■ **Extract**:
——
MATTHEWS:  I know.  He said it to me.


MATTHEWS:  He said it to me.  I heard it.


TOOMEY:  You know, the thing with...

MATTHEWS:  You‘re against the progressive income tax.

TOOMEY:  I much prefer...

MATTHEWS:  So you‘re the radical here.  You‘re the one that wants change.

TOOMEY:  Well, you check with the American people.  You‘ll find there are a lot of radicals.  There are a lot of people that think a flat income tax with a generous personal exemption is a very good arrangement.  The more you make, the more you pay, but at a flat rate.  That‘s considered pretty reasonable by most.  And let me say something about this—the fact that Barack Obama‘s tax plan...

MATTHEWS:  You think we should get rid of Social Security?

TOOMEY:  No, absolutely not.

MATTHEWS:  No, no.  You say it—you say it with hesitance.

TOOMEY:  Well, I don‘t know what hesitance you‘re perceiving.  I...

MATTHEWS:  Do you like the Social Security system?

TOOMEY:  I think we need to have a Social Security system.  I would change the way it‘s structured, change it...

MATTHEWS:  Would you go to private personal accounts?

TOOMEY:  Yes, I would.

MATTHEWS:  Do you think personal accounts would have weathered this storm on the market very well the last couple months?

TOOMEY:  Well, first of all, Chris, personal accounts ought to have a big fixed income component, treasuries and cash and...


MATTHEWS:  ... equities, we would have been—people...

TOOMEY:  Chris...

MATTHEWS:  Retirees would have been going crazy the last couple months.

TOOMEY:  Chris, this assumes that retirees would be sitting on all equities.  Why would you make that assumption?

MATTHEWS:  Because...

TOOMEY:  They wouldn‘t be.


TOOMEY:  You would scale it into a much more risk-averse...


MATTHEWS:  ... stocks is to get a higher income.

TOOMEY:  At a young age, sure, but as you got older...


MATTHEWS:  You guys—the luckiest break you guys ever got on your side of this political fight is you failed to get to personal accounts through before this storm hit.  Look at Chaka laughing.  Look at the—because he—what would have happened if we had personal accounts during this hell—when this hell broke loose on the market?

FATTAH:  Look, I met with some money managers yesterday who‘ve seen their accounts, billions of dollars in accounts that they‘re holding for college endowments and others, that have dropped 40-plus percent in this market.  Now, we had a little rebound today, and that‘s great. But the underlying problem in this economy is that George Bush has doubled the national debt.  When George Bush came into office—and Congressman Toomey was there then, and I was there—the discussion in the Congress by Alan Greenspan was the fact that we could pay off the entire national debt over the term of this president.  We had a projected surplus of $5.6 trillion.
——
■ **Data records**:
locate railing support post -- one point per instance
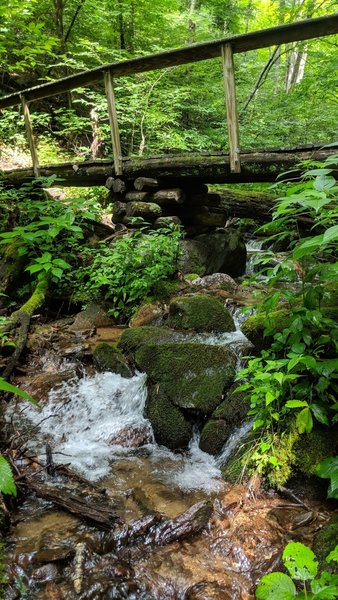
(30, 136)
(114, 127)
(231, 107)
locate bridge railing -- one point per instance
(224, 48)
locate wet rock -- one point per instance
(190, 375)
(48, 572)
(93, 316)
(134, 338)
(147, 314)
(221, 252)
(132, 437)
(216, 281)
(201, 313)
(170, 426)
(108, 357)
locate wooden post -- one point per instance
(30, 136)
(114, 127)
(231, 107)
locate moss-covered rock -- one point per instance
(214, 435)
(253, 327)
(191, 375)
(313, 447)
(108, 357)
(134, 338)
(223, 251)
(325, 541)
(201, 313)
(170, 426)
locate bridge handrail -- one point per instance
(282, 34)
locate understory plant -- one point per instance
(303, 581)
(293, 384)
(123, 273)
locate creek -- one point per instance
(94, 422)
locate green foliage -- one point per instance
(294, 383)
(302, 566)
(123, 273)
(328, 469)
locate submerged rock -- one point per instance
(192, 376)
(221, 252)
(108, 357)
(201, 313)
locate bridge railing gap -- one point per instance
(226, 47)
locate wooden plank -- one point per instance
(292, 32)
(178, 170)
(231, 107)
(30, 136)
(114, 126)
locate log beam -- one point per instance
(177, 170)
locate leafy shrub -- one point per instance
(302, 566)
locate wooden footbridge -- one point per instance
(234, 166)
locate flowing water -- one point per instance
(94, 422)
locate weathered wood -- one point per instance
(282, 34)
(256, 166)
(231, 107)
(145, 184)
(172, 197)
(114, 127)
(85, 503)
(30, 136)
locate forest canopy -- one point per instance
(286, 94)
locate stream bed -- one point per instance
(94, 423)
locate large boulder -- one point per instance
(201, 313)
(108, 357)
(190, 375)
(170, 426)
(224, 420)
(223, 251)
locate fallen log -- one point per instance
(86, 502)
(256, 166)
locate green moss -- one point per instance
(254, 326)
(313, 447)
(325, 541)
(164, 289)
(191, 375)
(170, 426)
(134, 338)
(214, 435)
(200, 312)
(108, 357)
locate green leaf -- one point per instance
(7, 483)
(333, 555)
(275, 586)
(304, 421)
(7, 387)
(296, 403)
(300, 561)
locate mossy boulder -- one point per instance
(134, 338)
(222, 251)
(224, 420)
(313, 447)
(254, 326)
(325, 541)
(170, 426)
(108, 357)
(214, 435)
(201, 313)
(192, 376)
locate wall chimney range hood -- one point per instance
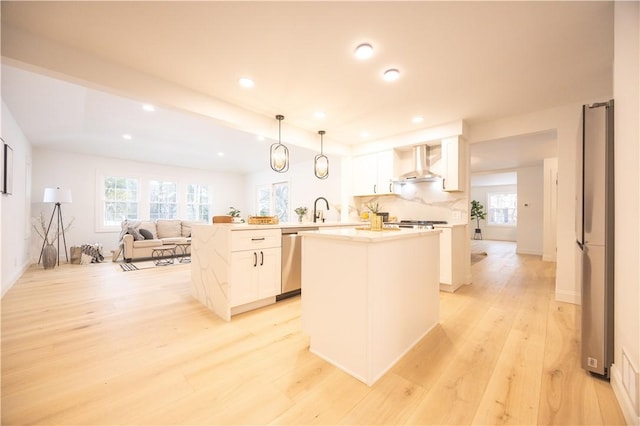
(421, 170)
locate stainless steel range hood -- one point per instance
(421, 171)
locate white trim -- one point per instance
(630, 415)
(568, 297)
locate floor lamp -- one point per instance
(58, 196)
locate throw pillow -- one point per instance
(146, 234)
(136, 234)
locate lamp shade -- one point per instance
(57, 195)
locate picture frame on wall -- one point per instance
(7, 168)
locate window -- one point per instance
(163, 200)
(198, 203)
(502, 208)
(273, 200)
(120, 200)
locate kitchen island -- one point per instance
(369, 296)
(237, 267)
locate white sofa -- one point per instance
(163, 231)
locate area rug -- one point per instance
(477, 257)
(126, 267)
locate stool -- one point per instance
(163, 255)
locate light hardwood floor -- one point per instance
(93, 345)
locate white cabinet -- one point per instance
(373, 173)
(453, 166)
(255, 266)
(455, 261)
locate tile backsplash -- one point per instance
(418, 201)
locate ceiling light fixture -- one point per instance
(364, 51)
(246, 82)
(391, 74)
(321, 162)
(279, 154)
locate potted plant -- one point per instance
(300, 211)
(235, 214)
(477, 213)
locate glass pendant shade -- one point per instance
(321, 162)
(279, 154)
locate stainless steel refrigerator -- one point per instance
(595, 231)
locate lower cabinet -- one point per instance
(255, 275)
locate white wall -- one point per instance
(79, 173)
(530, 210)
(627, 215)
(304, 188)
(499, 233)
(15, 208)
(566, 121)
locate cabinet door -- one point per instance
(270, 272)
(365, 174)
(451, 166)
(243, 280)
(384, 181)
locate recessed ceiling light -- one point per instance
(391, 74)
(246, 82)
(364, 51)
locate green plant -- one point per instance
(477, 212)
(373, 207)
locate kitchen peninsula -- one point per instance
(369, 296)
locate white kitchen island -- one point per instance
(369, 296)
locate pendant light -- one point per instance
(321, 162)
(279, 156)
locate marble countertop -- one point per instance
(369, 236)
(286, 225)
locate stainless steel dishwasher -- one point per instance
(291, 261)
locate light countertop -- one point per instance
(285, 225)
(364, 235)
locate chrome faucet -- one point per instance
(318, 215)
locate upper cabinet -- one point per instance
(373, 173)
(453, 166)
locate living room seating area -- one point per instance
(139, 238)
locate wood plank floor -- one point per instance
(93, 345)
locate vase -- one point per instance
(49, 256)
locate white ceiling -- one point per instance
(471, 61)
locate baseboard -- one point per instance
(14, 279)
(528, 251)
(568, 297)
(630, 415)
——
Condense the paragraph of the debate transcript above that begins "Look, I met with some money managers" into a brief bulleted list that keeps its main facts.

- Fattah met with money managers yesterday whose accounts, worth billions of dollars and held for college endowments and others, have fallen more than 40 percent in this market.
- The market rebounded a little today.
- The economy's underlying problem is that George Bush has doubled the national debt.
- When Bush took office, with both Toomey and Fattah in Congress, Alan Greenspan spoke of paying off the entire national debt over that president's term.
- The projected surplus was $5.6 trillion.